#### Fragmento mostrado:
============
Aquel mismo día, al atardecer, vestidos como obreros, salimos del domicilio de Bósenko. Eramos cinco: Zilberberg, Suliatitski, Bósenko, yo y nuestro guía, el estudiante del Instituto de Ingenieros civiles Yósiv Sepi. Este debía indicarnos el camino que a través de montañas y estepas conducía a la alquería del colonista alemán Karl Ivánovich Stalberg, donde se nos había preparado refugio de antemano.

El camino a seguir era largo. pues teníamos que ir por caminos extraviados. Bósenko, Zilberberg y Sepi no parecjan cansados; pero a Suliatitski y a mí, después de la noche pasada sin dormir, nos era difícil recorrer cuarenta verstas. Sepi nos daba prisa, pues quería que llegáramos a la alquería antes de la noche. Todos estábamos armados, pero afortunadamente no encontramos policía por el camino.

La alquería de Stalberg estaba situada en un valle estrecho, cerrado por colinas. En una de dichas colinas establecimos un punto de ohservación permanente. El hijo mayor del propietario, un muchacho de catorce años, ejercía las funciones de centinela y se pasaba días enteros en su puesto. Por la noche establecimos también relevos, y habitualmente Zilberberg y Stalberg velaban. Como medida de prudencia no dormíamos en la casa, sino en la montaña, al raso. Por la noche, Zilberberg escogía un sitio tranquilo, colocaba unas almohadas, una manta enorme para todos y nos dormíamos rodeados de armas esparcidas por la hierba y con un centinela en la colina. Aun en el caso de que un batallón de soldados cercara la alquería, hubiéramos tenido tiempo para escapar y ocultarnos en las lejanas cuevas de la montaña.
============
#### Retos:
a - Resume en forma de lista el párrafo del fragmento que empieza con "La alquería de Stalberg estaba situada" y conserva sus datos principales.
b - Prosigue el relato del refugio en la alquería a partir del punto en que termina el fragmento.

#### Líneas de datos:
============
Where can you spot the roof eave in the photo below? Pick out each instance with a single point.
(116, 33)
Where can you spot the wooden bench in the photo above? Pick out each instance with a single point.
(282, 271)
============
#### Respuestas por tarea:
a -
- La alquería de Stalberg estaba en un valle estrecho rodeado de colinas.
- En una de esas colinas se estableció un punto de observación permanente.
- El hijo mayor del propietario, de catorce años, hacía de centinela durante días enteros.
- De noche había relevos, y normalmente velaban Zilberberg y Stalberg.
- Por prudencia dormían al raso en la montaña, no en la casa. Zilberberg elegía un sitio tranquilo y ponía almohadas y una manta grande para todos.
- Dormían rodeados de armas y con un centinela en la colina.
- Si un batallón hubiera cercado la alquería, habrían tenido tiempo de escapar a las cuevas lejanas de la montaña.

b -
Los diez días que pasamos allí han quedado en mi memoria como uno de los mejores recuerdos de mi vida. Stalberg tenía una familia numerosa; nos hicimos muy pronto amigos de sus pequeños. Estos comprendían de lo que se trataba y todos se esforzaban en sernos útiles en lo que podían. A menudo ayudaban a su hermano mayor a vigilar el camino de Sebastopol. Gracias a su vigilancia nos sentiamos seguros.

El dueño de la alquería, Karl Ivánovich Stalberg, era un hombre de cuarenta años cumplidos, con un rostro bruñido por el sol y manos callosas de campesino; a menudo permanecíamos sentados con él durante largo rato en la colina, desde la cual se abría ante nosotros el anfiteatro de montañas. En dichas conversaciones me contó su vida, y me dijo por qué se había hecho revolucionario a los cuarenta años. Era una vida llena de trabajo, de privaciones y de amarguras. Su mujer y su cuñada compartían con él las graves preocupaciones de su pequeña hacienda. En cierta ocasión me dijo:

- ¿Sabe usted que he decidido consagrarme enteramente a la revolución?

- Esto es, ¿abandonar la alquería?

- Sí, abandonarla y pasar a la situación ilegal.

- ¿Y los hijos?

- Ya se las arreglarán para vivir sin mí.

Intenté convencerle de que su resolución no era acertada, de que sin una necesidad extrema no había por qué pasar a la situación ilegal, de que podía ser útil aun en la alquería, dando refugio y preparando bombas, ocultando armas; en una palabra, haciendo todo lo que había hecho ya. muchas veces. Pero Stalberg no se mostró de acuerdo conmigo.

- Usted se marcha al extranjero -me dijo-; y lléveme con usted. Quiero conocer a Breschkóvskaya y a Gotz y después me iré al Volga a actuar entre los campesinos.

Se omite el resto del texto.